Extracted records section start

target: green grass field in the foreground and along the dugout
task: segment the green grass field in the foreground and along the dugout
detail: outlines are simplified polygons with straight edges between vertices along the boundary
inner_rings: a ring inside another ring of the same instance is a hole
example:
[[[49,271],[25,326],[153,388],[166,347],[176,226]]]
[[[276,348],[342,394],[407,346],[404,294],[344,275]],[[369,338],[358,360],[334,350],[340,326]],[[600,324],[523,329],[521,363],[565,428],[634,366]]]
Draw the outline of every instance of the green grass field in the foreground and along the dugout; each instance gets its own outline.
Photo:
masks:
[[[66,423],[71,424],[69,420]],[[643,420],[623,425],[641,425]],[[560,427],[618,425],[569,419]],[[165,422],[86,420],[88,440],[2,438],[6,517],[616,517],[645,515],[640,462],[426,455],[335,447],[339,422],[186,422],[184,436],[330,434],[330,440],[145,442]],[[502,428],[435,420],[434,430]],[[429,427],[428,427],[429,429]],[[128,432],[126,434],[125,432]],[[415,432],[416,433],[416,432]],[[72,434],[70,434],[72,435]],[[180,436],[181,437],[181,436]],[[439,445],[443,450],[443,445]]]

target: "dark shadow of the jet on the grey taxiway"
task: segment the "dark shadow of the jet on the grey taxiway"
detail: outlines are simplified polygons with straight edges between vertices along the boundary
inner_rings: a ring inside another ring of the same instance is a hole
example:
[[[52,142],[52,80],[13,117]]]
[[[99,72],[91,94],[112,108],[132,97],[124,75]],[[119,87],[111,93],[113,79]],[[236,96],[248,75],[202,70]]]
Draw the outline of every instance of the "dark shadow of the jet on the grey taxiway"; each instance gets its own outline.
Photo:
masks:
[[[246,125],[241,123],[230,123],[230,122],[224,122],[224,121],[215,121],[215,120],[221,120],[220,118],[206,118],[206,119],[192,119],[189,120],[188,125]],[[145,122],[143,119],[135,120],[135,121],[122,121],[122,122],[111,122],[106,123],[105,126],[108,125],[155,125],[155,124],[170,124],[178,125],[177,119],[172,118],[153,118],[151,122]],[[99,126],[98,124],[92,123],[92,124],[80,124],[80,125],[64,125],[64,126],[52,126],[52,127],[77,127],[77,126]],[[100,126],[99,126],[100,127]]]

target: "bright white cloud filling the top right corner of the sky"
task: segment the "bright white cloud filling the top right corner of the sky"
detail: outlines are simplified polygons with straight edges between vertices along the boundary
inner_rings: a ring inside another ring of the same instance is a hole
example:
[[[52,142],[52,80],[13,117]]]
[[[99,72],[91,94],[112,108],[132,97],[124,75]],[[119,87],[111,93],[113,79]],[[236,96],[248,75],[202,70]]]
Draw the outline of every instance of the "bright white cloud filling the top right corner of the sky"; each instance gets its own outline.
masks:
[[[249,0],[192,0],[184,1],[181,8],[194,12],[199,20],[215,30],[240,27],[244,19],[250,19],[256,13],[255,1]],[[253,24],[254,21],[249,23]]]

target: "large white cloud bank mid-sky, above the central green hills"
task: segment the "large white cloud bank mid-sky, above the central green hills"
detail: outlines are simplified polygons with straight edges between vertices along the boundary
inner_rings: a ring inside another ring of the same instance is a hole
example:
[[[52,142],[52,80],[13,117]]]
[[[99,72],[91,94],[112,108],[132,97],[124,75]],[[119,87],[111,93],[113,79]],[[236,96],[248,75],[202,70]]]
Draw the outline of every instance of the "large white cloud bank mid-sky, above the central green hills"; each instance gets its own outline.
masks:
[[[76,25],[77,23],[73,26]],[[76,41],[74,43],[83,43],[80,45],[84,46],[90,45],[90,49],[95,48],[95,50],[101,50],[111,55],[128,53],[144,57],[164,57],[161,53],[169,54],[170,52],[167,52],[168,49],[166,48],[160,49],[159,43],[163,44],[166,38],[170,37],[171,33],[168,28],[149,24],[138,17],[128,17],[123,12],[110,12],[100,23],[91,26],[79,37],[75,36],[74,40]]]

Extracted records section end
Extracted records section start

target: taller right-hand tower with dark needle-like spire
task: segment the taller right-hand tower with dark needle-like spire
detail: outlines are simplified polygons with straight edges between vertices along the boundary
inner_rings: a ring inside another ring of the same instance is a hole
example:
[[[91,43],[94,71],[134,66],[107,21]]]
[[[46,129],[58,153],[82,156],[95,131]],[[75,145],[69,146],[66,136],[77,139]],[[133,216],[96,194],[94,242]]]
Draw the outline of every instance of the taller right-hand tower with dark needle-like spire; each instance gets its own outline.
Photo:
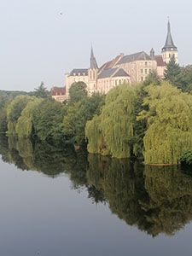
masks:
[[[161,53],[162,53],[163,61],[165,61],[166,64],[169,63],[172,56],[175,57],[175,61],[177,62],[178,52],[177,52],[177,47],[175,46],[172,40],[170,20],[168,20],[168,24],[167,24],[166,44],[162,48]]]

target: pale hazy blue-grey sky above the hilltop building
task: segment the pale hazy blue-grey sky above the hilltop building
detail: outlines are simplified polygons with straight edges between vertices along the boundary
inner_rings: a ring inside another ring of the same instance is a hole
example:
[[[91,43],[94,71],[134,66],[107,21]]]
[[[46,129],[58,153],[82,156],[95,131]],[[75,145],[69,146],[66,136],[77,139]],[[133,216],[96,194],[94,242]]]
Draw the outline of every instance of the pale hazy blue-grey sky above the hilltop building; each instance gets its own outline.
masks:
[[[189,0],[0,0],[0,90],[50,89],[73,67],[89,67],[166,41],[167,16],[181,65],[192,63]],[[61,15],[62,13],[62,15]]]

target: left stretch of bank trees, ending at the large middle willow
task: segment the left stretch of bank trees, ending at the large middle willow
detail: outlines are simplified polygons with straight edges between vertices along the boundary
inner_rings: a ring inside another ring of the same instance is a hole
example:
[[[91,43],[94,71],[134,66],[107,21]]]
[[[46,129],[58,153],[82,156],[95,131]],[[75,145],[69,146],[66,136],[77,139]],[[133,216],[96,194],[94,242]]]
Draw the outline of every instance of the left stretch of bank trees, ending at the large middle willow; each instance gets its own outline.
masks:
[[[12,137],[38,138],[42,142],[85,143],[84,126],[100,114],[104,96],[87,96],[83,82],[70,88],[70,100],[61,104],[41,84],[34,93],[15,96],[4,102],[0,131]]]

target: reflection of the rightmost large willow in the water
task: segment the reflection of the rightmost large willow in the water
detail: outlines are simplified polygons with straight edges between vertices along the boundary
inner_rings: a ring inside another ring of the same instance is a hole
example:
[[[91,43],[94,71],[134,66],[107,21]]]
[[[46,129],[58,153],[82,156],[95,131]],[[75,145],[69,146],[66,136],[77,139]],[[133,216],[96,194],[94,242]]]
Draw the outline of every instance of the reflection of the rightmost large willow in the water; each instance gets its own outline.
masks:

Extracted records section end
Extracted records section start

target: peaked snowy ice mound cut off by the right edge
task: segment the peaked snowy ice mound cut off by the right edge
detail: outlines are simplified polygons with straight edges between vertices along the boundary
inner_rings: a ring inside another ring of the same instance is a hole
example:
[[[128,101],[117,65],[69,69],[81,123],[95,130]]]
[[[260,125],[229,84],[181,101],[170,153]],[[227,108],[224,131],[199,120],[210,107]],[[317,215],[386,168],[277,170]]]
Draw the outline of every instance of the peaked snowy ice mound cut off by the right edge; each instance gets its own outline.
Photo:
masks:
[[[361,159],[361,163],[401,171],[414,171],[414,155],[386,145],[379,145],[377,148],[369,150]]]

Extracted records section end

◆ **Task to carry out**
The answer should be all lines from the entries above that hold the word "field".

◆ **Response for this exercise**
target: green grass field in the foreground and along the dugout
task: segment the green grass field in the foreground and along the dugout
Draw the outline of every instance of the green grass field in the foreground and along the dugout; each instance gets its own outline.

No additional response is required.